Entries from a dataset:
>> start

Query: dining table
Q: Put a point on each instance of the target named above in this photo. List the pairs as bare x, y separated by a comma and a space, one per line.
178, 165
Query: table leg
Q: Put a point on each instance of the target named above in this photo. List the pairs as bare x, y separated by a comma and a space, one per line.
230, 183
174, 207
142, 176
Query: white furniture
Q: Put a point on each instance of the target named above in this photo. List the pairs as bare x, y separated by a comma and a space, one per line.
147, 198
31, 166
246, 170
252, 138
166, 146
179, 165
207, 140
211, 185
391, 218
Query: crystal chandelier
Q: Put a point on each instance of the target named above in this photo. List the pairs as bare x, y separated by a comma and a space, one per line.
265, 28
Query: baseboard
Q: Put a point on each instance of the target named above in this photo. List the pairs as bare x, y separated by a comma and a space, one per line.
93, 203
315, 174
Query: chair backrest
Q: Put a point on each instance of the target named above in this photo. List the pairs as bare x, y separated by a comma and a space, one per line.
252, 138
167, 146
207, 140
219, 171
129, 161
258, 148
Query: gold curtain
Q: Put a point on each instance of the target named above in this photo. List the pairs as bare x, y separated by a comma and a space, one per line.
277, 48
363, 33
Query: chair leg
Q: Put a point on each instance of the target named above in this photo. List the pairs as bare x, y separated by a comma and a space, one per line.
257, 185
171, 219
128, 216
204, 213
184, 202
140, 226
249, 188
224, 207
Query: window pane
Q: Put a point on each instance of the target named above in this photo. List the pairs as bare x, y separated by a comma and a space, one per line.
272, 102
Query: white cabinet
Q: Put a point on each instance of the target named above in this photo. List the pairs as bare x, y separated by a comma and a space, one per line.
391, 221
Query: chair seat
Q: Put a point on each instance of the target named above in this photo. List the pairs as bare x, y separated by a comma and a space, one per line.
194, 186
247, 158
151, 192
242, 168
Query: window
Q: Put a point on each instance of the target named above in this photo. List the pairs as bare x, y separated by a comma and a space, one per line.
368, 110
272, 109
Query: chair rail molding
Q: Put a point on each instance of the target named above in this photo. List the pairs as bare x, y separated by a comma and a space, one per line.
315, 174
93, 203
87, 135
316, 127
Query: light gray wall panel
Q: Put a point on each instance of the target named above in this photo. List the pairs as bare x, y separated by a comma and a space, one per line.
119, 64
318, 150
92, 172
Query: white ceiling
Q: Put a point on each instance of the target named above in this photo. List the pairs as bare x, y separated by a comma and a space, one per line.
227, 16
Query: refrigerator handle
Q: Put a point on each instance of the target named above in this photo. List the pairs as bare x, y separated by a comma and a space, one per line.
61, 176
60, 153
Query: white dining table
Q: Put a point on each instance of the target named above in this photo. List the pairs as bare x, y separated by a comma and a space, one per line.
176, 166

>> end

In the listing above, find the line with "Query: chair leg" and set down that line and all after it exactly, through the final line.

Query: chair leg
Q: Put a point on each instance of the target named above in this photo. List the pairs as bare x, y separated by a comma and a space, one per line.
257, 185
171, 219
128, 216
204, 213
184, 202
140, 226
249, 188
224, 207
Query: window pane
Q: Put a point on each instance of the target named above in this photo. List the pairs as bare x, y separated by a comma and a space, one per line.
272, 102
Query: white cabinet
Q: Put a point on each instance of the target named above in this photo. List the pairs as bare x, y separated by a comma and a space, one per line.
391, 221
Query: chair seat
Q: Put a point on each instance of the target named above in this photo. List the pairs as bare x, y separated by a comma and a space, one per line.
194, 186
247, 158
151, 192
242, 168
Query: window
Q: Put a point on each instance of the target named above in this photo. List the pairs as bare x, y separated by a comma and a space, one per line.
368, 110
272, 109
Query: chair rail molding
Q: Put a point on each instance of the target named above in this photo. List the pairs as bare x, y separated by a comma and a space, one per line.
315, 174
93, 203
87, 135
316, 127
Query: light gray wall panel
Q: Put a point on each instance of the target named above in this photo. List the pairs as bare x, y separated by a comma and a space, one per line.
119, 64
318, 150
92, 172
Query: white ceiling
Q: Put a point on each instance of the target named above in this photo. List the pairs as bare x, y separated by a comma and a space, one per line.
227, 16
Query: refrigerator handle
Q: Put a point on each instance of the target named above in this photo. List the pairs as bare x, y separated by a comma and a space, one per line.
61, 176
60, 153
Query: white dining table
Q: Put a point on each instance of the target named above in this photo. List the pairs as bare x, y separated by a comma and a space, one per line.
176, 166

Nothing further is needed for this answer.